■ WHAT IS NEEDED
Transcribe the lines below verbatim, skipping the images.

— Start of DATA —

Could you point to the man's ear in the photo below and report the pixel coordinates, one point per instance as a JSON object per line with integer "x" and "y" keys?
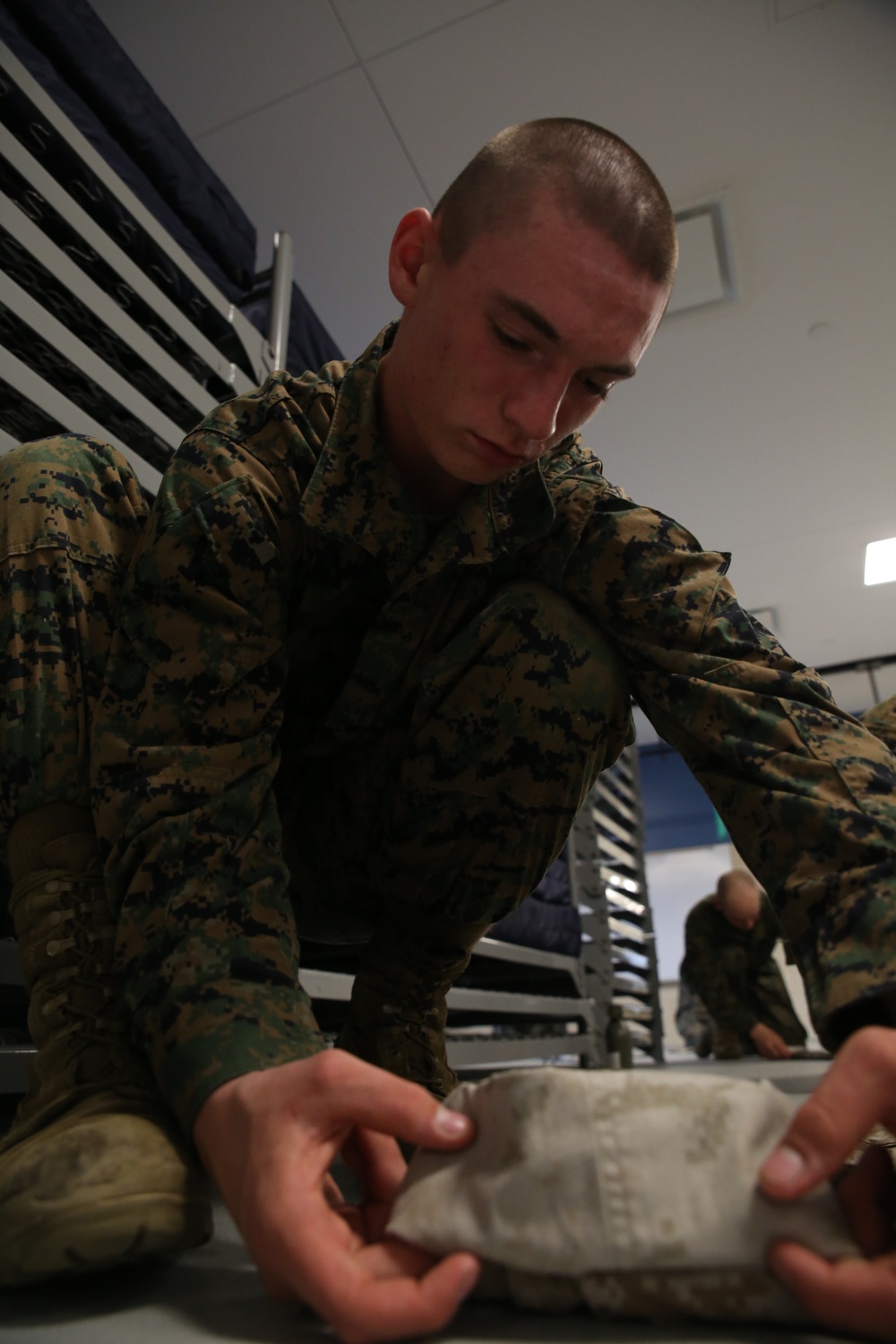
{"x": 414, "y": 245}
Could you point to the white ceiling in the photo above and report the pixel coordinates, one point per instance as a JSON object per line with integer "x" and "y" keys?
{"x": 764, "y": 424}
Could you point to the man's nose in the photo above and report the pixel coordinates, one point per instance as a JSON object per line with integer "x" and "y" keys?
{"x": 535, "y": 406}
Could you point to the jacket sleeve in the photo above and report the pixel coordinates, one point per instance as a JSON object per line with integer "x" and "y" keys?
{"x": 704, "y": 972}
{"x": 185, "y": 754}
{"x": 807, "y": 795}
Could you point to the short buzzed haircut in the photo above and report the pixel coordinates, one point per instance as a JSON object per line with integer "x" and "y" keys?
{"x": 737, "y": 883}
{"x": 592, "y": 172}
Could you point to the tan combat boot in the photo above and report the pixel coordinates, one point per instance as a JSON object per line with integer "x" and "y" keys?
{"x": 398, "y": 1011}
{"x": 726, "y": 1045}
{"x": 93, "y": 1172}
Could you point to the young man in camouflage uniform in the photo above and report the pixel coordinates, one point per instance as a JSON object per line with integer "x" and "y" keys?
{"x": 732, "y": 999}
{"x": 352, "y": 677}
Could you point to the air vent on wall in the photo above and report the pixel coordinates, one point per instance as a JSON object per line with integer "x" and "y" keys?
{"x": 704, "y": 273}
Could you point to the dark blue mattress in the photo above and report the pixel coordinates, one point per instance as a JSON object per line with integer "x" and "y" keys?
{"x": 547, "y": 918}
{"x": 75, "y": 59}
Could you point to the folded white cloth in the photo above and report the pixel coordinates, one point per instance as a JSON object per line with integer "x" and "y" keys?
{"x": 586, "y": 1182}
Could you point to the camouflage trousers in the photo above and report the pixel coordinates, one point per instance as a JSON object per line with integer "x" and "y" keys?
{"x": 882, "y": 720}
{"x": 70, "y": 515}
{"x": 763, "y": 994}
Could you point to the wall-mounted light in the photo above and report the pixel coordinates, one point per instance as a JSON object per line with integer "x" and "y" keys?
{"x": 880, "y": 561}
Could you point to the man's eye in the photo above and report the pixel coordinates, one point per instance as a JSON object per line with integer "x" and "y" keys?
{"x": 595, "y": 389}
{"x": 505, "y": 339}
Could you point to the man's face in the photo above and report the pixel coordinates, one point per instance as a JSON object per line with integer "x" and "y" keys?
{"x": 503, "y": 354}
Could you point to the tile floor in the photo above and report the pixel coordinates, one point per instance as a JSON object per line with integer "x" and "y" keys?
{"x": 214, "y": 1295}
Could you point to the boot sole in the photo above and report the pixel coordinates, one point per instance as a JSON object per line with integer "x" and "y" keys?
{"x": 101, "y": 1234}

— End of DATA —

■ SOLUTION TO THIS PROBLEM
Could you point to the man's ear in the photo below and report the pixel coordinates, one point per instance as a JSON object per line with integer "x" and "y" keys?
{"x": 414, "y": 245}
Could you point to the white ceiling in the photo above and report the pixel coordinates, one point per instance as a JSON object per line with integer "x" and "y" keys?
{"x": 764, "y": 424}
Could you point to the man's nose in the photo above and report the pixel coordinates, one point per instance as a JSON object per line with integer "x" and "y" keys?
{"x": 535, "y": 406}
Could you point to the jacket sleeve in the photo above and report the pixel coordinates, one point per instance as a JSON object per line with integer "x" and "y" keys?
{"x": 704, "y": 972}
{"x": 185, "y": 754}
{"x": 807, "y": 795}
Could you point to the short buzzed haircut in the photo above and report the pixel coordinates, one point per instance as a JSON object per line with integer "x" and "y" keys?
{"x": 737, "y": 883}
{"x": 592, "y": 172}
Could you point to the tan combat boot in the photo above and report the pixel coordinates, one point per instance as a JSON object per line with integer "x" and "y" keys?
{"x": 398, "y": 1011}
{"x": 726, "y": 1045}
{"x": 93, "y": 1172}
Could you point to the young man in camouflage uniform in the photo above and report the pixel coordinates, one point per instance as a JSON object per line with integer "x" and "y" keys?
{"x": 732, "y": 999}
{"x": 352, "y": 677}
Could you point to the air vent on wall in the photo above and report the pixel coordinates, one point per instance as a JSON object per line with integer "x" and "y" keys?
{"x": 704, "y": 273}
Could you point to the dark blue mattress in the photo above and report the pixel coordinates, one point per instance as a JSON object per line with integer "x" and "y" keys?
{"x": 547, "y": 918}
{"x": 75, "y": 59}
Could you point to the folded white cloth in the photo above and report the pixel coordinates, one point per instance as a JSON object per line with integer "x" and "y" keys?
{"x": 586, "y": 1182}
Could you point to the camouflage trousers in the photo above and report the pixel coordinates, one point per instance as a JSON object per line with integer "x" and "y" keys?
{"x": 882, "y": 720}
{"x": 70, "y": 515}
{"x": 763, "y": 994}
Could you point to the wall-mounted light in the photo above and report the pixel coordinates, one point per instance as a JSON object per line with integer "x" and "y" keys?
{"x": 880, "y": 561}
Could you point to the man's eye in the photo above and report the pixel coordinates, one point per instance as a JSON object per line with integer "x" and "y" keys?
{"x": 595, "y": 389}
{"x": 505, "y": 339}
Could you point to the man's face in the photo above and report the pixel coordinates, one point per instance as a JSON object per line with integer "x" and "y" keys?
{"x": 503, "y": 354}
Could you point to the tile floor in the photo above and report the pixel coordinates, one point per instance as a JSON object per line with integer "x" and "y" keys?
{"x": 214, "y": 1295}
Could you point to the boot sole in the photo above and report the pixel coordinates, one point per instance as a JSON object per line with integer "x" and "y" keys?
{"x": 101, "y": 1234}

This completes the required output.